Required tasks →
- 1) Answer these from the text about the Career Academy flag directive:
(a) What did a Southeast Community College student do with one of the flags on Friday?
(b) About how many welding students had flown the flags, and in recognition of what?
(c) What did administrators fear another such incident might lead to?
- 2) Continue the text about the Career Academy flag directive after its last sentence.

Text →
Concerns about student safety [stemming from potential confrontations] and potential disruptions prompted administrators at Lincoln Public Schools’ Career Academy to ask welding students not to fly U.S. flags on their vehicles from holders they made in class….
The directive prohibiting displaying the flags in the school’s parking lot was prompted by an incident on Friday, when a Southeast Community College student [for unknown reasons] removed one of the flags from a holder and put it in the bed of a pickup next to the vehicle flying the flag.
Seven or eight welding students had flown the flags in recognition of Veterans Day with permission of Career Academy officials, who thought it was a great ending to the students’ welding project, [Career Academy Director Dan] Hohensee said….
“[O]ut of an abundance of caution” for both LPS and SCC students, Career Academy administrators asked students not to fly the flags again in the parking lot.
Hohensee said administrators worried that another such incident could result in a personal confrontation or property damage….
That’s different than flying a full-sized flag, which was appropriate on Veterans Day but on other days could be misinterpreted in light of the divisive election and anxiety like that expressed by Nebraska Latinos in a recent news story, Hohensee said.

Isn’t there a passage about that in the Star-Spangled Banner — “from abundance of caution was gallantly lowered”?

Listed records →
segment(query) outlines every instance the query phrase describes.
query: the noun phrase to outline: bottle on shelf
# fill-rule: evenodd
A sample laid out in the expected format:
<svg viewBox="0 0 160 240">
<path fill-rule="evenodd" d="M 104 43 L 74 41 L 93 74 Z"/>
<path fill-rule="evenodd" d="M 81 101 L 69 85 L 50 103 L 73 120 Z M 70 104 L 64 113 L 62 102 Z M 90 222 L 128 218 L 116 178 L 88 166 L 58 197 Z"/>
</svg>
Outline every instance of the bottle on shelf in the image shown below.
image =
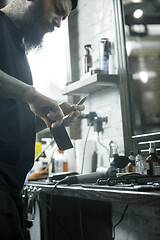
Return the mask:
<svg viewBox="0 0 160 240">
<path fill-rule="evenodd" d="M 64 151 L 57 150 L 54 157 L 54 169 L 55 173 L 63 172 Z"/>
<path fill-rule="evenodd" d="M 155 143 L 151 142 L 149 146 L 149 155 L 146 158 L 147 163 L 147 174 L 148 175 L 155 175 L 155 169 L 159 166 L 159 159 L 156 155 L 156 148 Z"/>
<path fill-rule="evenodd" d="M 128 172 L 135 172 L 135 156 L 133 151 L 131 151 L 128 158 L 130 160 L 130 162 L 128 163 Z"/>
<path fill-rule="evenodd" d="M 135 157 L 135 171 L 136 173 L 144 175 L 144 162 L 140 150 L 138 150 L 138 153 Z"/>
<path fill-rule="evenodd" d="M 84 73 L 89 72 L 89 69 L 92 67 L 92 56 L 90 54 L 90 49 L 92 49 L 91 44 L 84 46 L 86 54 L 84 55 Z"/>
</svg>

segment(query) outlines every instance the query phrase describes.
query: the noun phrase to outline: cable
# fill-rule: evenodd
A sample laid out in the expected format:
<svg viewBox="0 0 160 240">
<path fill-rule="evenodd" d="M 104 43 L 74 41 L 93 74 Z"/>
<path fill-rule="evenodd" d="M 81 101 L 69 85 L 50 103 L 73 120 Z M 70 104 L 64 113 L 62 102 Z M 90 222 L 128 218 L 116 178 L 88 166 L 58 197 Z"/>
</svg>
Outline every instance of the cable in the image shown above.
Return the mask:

---

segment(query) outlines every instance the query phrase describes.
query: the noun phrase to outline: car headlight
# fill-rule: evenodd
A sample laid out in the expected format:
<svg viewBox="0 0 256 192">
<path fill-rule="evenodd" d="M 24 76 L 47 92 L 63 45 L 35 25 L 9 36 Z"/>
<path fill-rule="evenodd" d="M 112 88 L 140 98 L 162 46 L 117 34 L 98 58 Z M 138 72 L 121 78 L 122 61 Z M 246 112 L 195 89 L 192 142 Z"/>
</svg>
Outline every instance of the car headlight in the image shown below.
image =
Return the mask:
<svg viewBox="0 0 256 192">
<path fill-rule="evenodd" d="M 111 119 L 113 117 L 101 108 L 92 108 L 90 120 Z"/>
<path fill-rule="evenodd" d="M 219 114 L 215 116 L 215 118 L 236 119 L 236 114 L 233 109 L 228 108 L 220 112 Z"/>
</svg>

Response list →
- 1)
(a) The student removed one of the flags from its holder and put it in the bed of a pickup next to the vehicle flying the flag.
(b) Seven or eight welding students flew the flags in recognition of Veterans Day.
(c) A personal confrontation or property damage.

- 2)
Fortunately, Lincoln Public Schools Superintendent Steve Joel has disavowed the school’s request:

“We respect the rights of students to display their flags. We should not have asked our students to remove them. We believe that decision was in error and we believe this could easily and understandably have been misinterpreted as infringing on rights of freedom of expression and speech.”

Yet the initial decision — which echoes a California school’s prohibition some years ago on students wearing the American flag on Cinco de Mayo — remains troubling. And it’s troubling also for how it bears on the debates about immigration.

I think having more legal immigration to America is important to continued American greatness. (I say this as an immigrant myself, but I think non-immigrants have reason to take the same view.) But if immigration means reduction in our rights as Americans — the right to fly American flags, whether as a sign of patriotism or as an expression of sentiments critical of immigration, the right to own guns, or other rights — then those costs to freedom may well outweigh the benefits that immigration might provide.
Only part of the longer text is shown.